Письменное задание 1 ->
Объясните, опираясь на текст о Кутузове, почему итог дела, о котором сказано «его нельзя было назвать даже нерешительным», оценивается именно так. Уложитесь в одно–три предложения.
Письменное задание 2 ->
Продолжите текст о Кутузове, начиная сразу после его последнего предложения.

Текст для чтения ->

+-------+

Кутузов - Сергей Юрьевич Нечаев
…
Кутузов достиг только того, что не был разбит наголову – при всех не весьма добросовестных усилиях его рапорта изобразить дело как полупобеду, его нельзя было назвать даже нерешительным. К вечеру все наши позиции были в руках французов; неприятель имел двадцатитысячный, совершенно нетронутый резерв, – тогда как из русской армии вторая не существовала вовсе, а первая была почти совершенно расстроена, потеряв до 40 %, если не более.
При И.В. Сталине в адрес «школы Покровского» пошла разгромная критика, которая, естественно, затронула и взгляды на М.И. Кутузова.
Окончание Великой Отечественной войны совпало с круглым (200 лет со дня рождения) юбилеем М.И. Кутузова. Тогда началась целенаправленная и управляемая идеализация Кутузова. Началась – словно по команде.
В феврале 1947 года товарищ Сталин изрек: «Наш гениальный полководец Кутузов <…> загубил Наполеона и его армию при помощи хорошо подготовленного контрнаступления». И еще: «Энгельс говорил как-то, что из русских полководцев периода 1812 года генерал Барклай де Толли является единственным полководцем, заслуживающим внимания. Энгельс, конечно, ошибался, ибо Кутузов как полководец был, бесспорно, двумя головами выше Барклая де Толли».
И с этого момента почти вся советская историография стала концентрироваться вокруг личности М.И. Кутузова, а сама эта личность обрела у историков и писателей поистине мистические размеры. Как следствие, Кутузов «превратился в национального героя, выигравшего Отечественную войну 1812 года чуть ли не в одиночку».
Военный историк генерал П.А. Жилин объявил: «Огромная заслуга в правильной оценке полководческого искусства Кутузова принадлежит лично товарищу Сталину».
И они с полковником Л.Г. Бескровным, руководствуясь указаниями товарища Сталина, принялись расписывать исключительно важную роль полководческой деятельности Кутузова в многовековой борьбе русского народа за свою независимость.
Любомир Григорьевич Бескровный (1905—1980), советский военный историк, полковник
Кутузов был замечательным мастером маневра. Он превосходно действовал крупными массами на огромном театре войны и достигал их взаимодействия в самых трудных и невыгодных условиях. Он превосходно использовал каждый род войска как на театре войны, так и на поле боя; он разработал и осуществил сложную операцию как форму военного искусства. Кутузов внес новое и в систему организации и руководства войсками. Наполеон знал операционную линию, Кутузов создал понятие операционного направления. Особенно большое значение придавал он резервам, питающим армию и обеспечивающим ее боеспособность.
…
Кутузов блестяще оценивал обстановку и умел найти ведущую линию войны. Он мастерски решал самые сложные вопросы кампании, подчиняя тактику стратегии. В интересах стратегии он шел в нужный момент на тактические жертвы. Он смотрел далеко вперед и в своих планах предрешал судьбу войны.

+-------+

Фрагмент данных ->

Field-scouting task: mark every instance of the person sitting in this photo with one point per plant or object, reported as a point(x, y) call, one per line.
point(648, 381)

+-------+

Ответ к заданию 1 ->
К вечеру все русские позиции были в руках французов, а у неприятеля оставался двадцатитысячный, совершенно нетронутый резерв. Из русской армии вторая не существовала вовсе, а первая была почти совершенно расстроена и потеряла до 40 %, если не более.

Ответ к заданию 2 ->
Павел Андреевич Жилин (1913–1987), советский военный историк, генерал
Приняв отступавшую армию в исключительно тяжелый период войны, Кутузов ввел в действие такие стратегические формы борьбы, которые в короткое время изменили весь ее ход и дали возможность русской армии вырвать инициативу из рук противника и нанести ему решительное поражение.
Именно П.А. Жилин и Л.Г. Бескровный заложили в советской историографии особую, квазипатриотическую традицию, смысл которой заключался в том, чтобы возвеличить и приукрасить все «наше», русское (с непогрешимым Кутузовым во главе), а все «чужое», враждебное (буржуазное и особенно немецкое, французское, британское) разоблачить и принизить. П.А. Жилин так и писал: «Только в Советском государстве, где высоко оцениваются патриотические традиции своего народа и его выдающихся представителей, все достижения народа в прошлом встают теперь в своем действительном идейном блеске».
И, наверное, из «патриотических» побуждений П.А. Жилин сам решительно игнорировал зарубежные источники и уничтожал книгу Е.В. Тарле «Нашествие Наполеона на Россию», вышедшую в 1943 году, за «переоценку иностранных источников».
И совсем уже как анекдот выглядят «наезды» советских историков друг на друга: например, на заседании ученого совета Ленинградского университета один из профессоров упрекнул другого такими словами: «Товарищ Сталин показал нам, что Кутузов был на две головы выше Барклая де Толли, а у вас получается – только на одну».
В советские времена авторитетные историки писали о М.И. Кутузове так, словно они выполняли правительственный заказ. Да, собственно, а почему «словно»? Именно так оно и было.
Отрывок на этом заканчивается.